Article
++++++
Love Birds is a 1996 Indian Tamil-language romance film directed by P. Vasu. The film stars Prabhu Deva and Nagma with Raja, Vadivelu and Sarath Babu playing other pivotal roles. The film's score and soundtrack composed by A. R. Rahman was highly successful. The film was released on 15 January 1996 and had an average performance commercially. The film is a remake of the 1986 Kannada film Ratha Sapthami for which P. Vasu was the co-screenplay writer.

Plot
After accidentally meeting, Mridula (Nagma) and Arun (Prabhu Deva) fall in love. The young couple both come from affluent families, and so, to test whether they will be suited for a long-term relationship, they both decide to live together. However, a few months into their relationship, Arun and Mridula get in an accident and Arun dies. A devastated Mridula is unable to get over his absence, and before long starts seeing Arun in strange visions everywhere she goes. Her family eventually decide that relocating to another country might help Mridula move on, and so they send her to the UK. Once she arrives there, she meets Mano (Raja), a young man attracted to her. She knows that her parents expect her to fall for Mano. But as she can't move on, she runs away. She meets David who looks exactly like Arun. She follows him and finds out where he lives and works. Whenever she tries to talk to him, he denies his relationship with her and says he doesn't know her. However, she later finds out that her father had Arun sent away as he had helped with Arun's sister's marriage and had threatened to let it all go downhill for her. Arun moves to the UK in hopes that he can forget about Mridula but he can't and when he meets her, he realises this. When Mridula's father finds out Arun is still alive, he tries to kill him. However, he realises his mistake and lets the lovebirds reunite.
++++++
Exercise task 1
Please write out the film article from "Love Birds is" up to and including "the co-screenplay writer.".
Exercise task 2
Answer these from the film article:
(a) Who directed the film?
(b) To which country does Mridula's family send her?
(c) What is the name of the man Mridula meets who looks exactly like Arun?

Point annotation dataset rows
++++++
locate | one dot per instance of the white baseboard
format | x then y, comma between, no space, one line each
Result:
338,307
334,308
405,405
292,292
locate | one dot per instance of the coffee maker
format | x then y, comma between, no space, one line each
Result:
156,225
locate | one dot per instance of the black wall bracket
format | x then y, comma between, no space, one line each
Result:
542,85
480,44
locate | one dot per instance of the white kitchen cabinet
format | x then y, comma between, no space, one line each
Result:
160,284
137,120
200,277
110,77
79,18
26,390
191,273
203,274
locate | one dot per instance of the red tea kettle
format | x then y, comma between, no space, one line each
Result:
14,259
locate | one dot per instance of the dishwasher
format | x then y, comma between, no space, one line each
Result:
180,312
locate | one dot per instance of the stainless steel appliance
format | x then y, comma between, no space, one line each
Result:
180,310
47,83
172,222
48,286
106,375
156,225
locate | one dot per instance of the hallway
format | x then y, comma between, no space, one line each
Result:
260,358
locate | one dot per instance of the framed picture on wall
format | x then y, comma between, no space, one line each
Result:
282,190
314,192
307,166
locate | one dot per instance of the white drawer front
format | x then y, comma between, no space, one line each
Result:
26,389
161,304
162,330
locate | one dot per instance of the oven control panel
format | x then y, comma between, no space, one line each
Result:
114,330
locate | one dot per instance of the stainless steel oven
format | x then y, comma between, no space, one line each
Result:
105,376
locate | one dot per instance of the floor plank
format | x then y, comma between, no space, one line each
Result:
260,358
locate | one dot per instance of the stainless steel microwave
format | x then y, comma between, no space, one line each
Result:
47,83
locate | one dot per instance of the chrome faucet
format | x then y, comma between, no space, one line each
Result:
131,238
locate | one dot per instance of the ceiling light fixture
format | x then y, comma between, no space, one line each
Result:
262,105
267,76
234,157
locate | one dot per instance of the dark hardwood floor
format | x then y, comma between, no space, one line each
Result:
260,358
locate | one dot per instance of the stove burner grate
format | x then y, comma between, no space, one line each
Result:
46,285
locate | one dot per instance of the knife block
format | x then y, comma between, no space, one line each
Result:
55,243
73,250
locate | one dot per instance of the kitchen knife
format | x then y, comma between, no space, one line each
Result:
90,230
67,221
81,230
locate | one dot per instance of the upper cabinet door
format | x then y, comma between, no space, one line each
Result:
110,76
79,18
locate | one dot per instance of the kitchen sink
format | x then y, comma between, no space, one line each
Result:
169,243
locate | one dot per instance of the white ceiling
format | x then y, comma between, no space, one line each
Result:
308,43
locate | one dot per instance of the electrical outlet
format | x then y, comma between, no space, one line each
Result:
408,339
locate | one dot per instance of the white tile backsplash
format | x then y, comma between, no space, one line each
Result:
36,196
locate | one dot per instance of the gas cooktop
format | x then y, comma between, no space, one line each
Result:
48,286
++++++
Output 1
Love Birds is a 1996 Indian Tamil-language romance film directed by P. Vasu. The film stars Prabhu Deva and Nagma with Raja, Vadivelu and Sarath Babu playing other pivotal roles. The film's score and soundtrack composed by A. R. Rahman was highly successful. The film was released on 15 January 1996 and had an average performance commercially. The film is a remake of the 1986 Kannada film Ratha Sapthami for which P. Vasu was the co-screenplay writer.

Output 2
(a) P. Vasu
(b) The UK
(c) David